WORK INSTRUCTIONS: Answer with a single number stating how many lines of the entries below include the string "each".

Data extracted from a collection:
◆ ◆ ◆

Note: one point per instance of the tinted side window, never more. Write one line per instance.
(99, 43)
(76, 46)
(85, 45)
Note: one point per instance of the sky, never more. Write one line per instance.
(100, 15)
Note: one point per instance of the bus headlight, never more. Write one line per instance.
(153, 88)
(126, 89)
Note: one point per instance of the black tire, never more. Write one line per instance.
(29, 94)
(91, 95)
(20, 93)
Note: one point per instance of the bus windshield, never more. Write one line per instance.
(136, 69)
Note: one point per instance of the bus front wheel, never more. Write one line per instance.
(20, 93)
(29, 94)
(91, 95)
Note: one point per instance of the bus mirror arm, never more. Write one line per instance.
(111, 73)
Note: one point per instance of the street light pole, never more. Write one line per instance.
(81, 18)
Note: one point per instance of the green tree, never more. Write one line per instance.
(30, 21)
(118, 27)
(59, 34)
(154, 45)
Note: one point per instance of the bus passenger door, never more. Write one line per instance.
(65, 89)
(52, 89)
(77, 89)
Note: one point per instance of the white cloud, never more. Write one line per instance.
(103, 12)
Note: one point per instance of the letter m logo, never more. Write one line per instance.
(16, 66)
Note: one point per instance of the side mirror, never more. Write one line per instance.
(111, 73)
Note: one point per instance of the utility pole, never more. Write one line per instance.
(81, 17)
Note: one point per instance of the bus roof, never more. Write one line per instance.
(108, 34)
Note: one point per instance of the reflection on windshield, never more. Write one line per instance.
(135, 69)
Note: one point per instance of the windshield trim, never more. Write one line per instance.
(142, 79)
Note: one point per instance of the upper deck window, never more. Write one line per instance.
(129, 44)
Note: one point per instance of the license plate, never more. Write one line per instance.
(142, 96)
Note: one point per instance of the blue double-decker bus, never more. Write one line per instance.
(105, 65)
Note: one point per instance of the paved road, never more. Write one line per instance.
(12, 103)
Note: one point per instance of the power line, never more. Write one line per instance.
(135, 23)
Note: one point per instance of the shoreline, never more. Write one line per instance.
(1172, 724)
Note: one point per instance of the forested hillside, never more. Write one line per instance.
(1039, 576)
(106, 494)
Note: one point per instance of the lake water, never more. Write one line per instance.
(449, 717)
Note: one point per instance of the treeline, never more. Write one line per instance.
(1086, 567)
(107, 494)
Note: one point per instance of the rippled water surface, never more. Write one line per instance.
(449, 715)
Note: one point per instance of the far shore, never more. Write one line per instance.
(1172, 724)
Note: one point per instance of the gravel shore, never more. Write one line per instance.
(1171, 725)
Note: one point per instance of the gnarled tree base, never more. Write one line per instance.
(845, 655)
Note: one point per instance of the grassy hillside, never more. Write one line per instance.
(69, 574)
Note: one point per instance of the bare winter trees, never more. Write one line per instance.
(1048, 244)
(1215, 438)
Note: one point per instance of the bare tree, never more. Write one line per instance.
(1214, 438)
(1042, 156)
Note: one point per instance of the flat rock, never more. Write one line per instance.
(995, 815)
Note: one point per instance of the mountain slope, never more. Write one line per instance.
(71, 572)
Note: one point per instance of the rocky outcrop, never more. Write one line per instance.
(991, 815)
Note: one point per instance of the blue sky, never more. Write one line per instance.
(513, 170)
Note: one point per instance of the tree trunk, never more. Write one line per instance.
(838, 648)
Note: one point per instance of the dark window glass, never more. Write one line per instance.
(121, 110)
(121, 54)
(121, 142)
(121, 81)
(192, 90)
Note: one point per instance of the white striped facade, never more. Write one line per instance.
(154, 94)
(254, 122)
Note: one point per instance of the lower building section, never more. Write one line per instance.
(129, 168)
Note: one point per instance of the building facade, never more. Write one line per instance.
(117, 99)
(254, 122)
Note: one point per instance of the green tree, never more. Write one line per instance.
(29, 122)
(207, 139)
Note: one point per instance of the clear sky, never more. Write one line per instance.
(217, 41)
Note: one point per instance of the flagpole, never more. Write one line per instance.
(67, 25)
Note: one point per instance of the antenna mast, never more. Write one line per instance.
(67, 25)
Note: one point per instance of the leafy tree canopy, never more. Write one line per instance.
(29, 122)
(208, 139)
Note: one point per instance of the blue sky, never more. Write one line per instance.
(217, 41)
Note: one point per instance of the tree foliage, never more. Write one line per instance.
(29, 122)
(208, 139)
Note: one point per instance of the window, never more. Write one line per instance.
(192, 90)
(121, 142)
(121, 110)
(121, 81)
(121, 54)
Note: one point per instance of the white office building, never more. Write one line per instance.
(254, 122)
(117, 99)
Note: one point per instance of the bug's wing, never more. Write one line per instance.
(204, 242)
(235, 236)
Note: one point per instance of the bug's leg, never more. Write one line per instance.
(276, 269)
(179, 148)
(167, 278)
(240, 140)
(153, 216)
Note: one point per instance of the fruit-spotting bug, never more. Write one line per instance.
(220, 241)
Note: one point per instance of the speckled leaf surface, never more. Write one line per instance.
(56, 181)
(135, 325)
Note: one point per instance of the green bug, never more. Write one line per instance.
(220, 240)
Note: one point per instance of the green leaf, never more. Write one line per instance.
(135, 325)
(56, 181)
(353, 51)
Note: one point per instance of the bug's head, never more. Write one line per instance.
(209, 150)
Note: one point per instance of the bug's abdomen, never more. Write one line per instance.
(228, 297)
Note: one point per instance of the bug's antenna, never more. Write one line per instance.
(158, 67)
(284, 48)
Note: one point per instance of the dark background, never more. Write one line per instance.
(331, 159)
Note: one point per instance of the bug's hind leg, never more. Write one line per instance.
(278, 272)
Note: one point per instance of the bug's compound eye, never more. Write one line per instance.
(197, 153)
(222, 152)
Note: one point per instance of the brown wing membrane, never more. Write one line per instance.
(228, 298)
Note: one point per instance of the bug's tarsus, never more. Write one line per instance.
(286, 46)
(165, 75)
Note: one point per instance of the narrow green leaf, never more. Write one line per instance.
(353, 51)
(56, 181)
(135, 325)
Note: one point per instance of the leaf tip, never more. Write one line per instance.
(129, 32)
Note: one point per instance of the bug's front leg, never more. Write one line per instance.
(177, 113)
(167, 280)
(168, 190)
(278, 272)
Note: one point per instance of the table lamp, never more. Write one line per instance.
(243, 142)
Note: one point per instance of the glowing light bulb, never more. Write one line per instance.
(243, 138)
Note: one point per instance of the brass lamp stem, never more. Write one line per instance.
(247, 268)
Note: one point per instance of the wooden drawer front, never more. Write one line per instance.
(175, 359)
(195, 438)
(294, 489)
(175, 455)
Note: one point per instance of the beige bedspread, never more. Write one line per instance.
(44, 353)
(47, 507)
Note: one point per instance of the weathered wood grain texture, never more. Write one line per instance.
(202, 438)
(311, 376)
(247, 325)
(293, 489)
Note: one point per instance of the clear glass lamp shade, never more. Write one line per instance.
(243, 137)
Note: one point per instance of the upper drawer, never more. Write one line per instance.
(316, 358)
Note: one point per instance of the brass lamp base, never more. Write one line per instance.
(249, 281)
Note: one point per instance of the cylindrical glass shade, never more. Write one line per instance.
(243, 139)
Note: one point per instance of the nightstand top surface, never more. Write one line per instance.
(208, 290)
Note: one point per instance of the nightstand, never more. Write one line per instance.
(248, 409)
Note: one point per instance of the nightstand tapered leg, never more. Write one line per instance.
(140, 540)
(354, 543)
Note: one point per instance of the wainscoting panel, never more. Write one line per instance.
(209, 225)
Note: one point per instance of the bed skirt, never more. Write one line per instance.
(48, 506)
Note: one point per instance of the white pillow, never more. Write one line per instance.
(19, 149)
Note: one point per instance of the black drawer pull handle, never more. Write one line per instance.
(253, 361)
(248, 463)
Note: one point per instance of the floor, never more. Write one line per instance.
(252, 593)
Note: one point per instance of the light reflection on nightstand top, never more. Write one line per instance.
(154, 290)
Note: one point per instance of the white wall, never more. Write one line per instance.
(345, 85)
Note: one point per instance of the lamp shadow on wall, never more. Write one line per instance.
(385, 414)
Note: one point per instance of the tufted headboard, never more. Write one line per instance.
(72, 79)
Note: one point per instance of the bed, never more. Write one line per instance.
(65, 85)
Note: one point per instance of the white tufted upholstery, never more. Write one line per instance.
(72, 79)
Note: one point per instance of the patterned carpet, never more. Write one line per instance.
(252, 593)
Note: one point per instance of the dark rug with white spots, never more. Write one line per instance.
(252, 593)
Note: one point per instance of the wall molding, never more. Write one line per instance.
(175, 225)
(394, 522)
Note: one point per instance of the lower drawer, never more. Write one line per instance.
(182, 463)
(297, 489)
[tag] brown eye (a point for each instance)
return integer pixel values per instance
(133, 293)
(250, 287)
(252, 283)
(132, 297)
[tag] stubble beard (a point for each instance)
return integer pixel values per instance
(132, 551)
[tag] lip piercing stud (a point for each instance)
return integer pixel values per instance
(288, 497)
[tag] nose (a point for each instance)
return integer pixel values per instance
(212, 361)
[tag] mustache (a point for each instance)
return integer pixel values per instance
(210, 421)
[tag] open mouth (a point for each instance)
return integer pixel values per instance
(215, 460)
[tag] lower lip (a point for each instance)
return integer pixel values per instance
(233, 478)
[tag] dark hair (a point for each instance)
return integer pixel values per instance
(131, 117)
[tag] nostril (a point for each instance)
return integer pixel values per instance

◆ ◆ ◆

RESPONSE: 9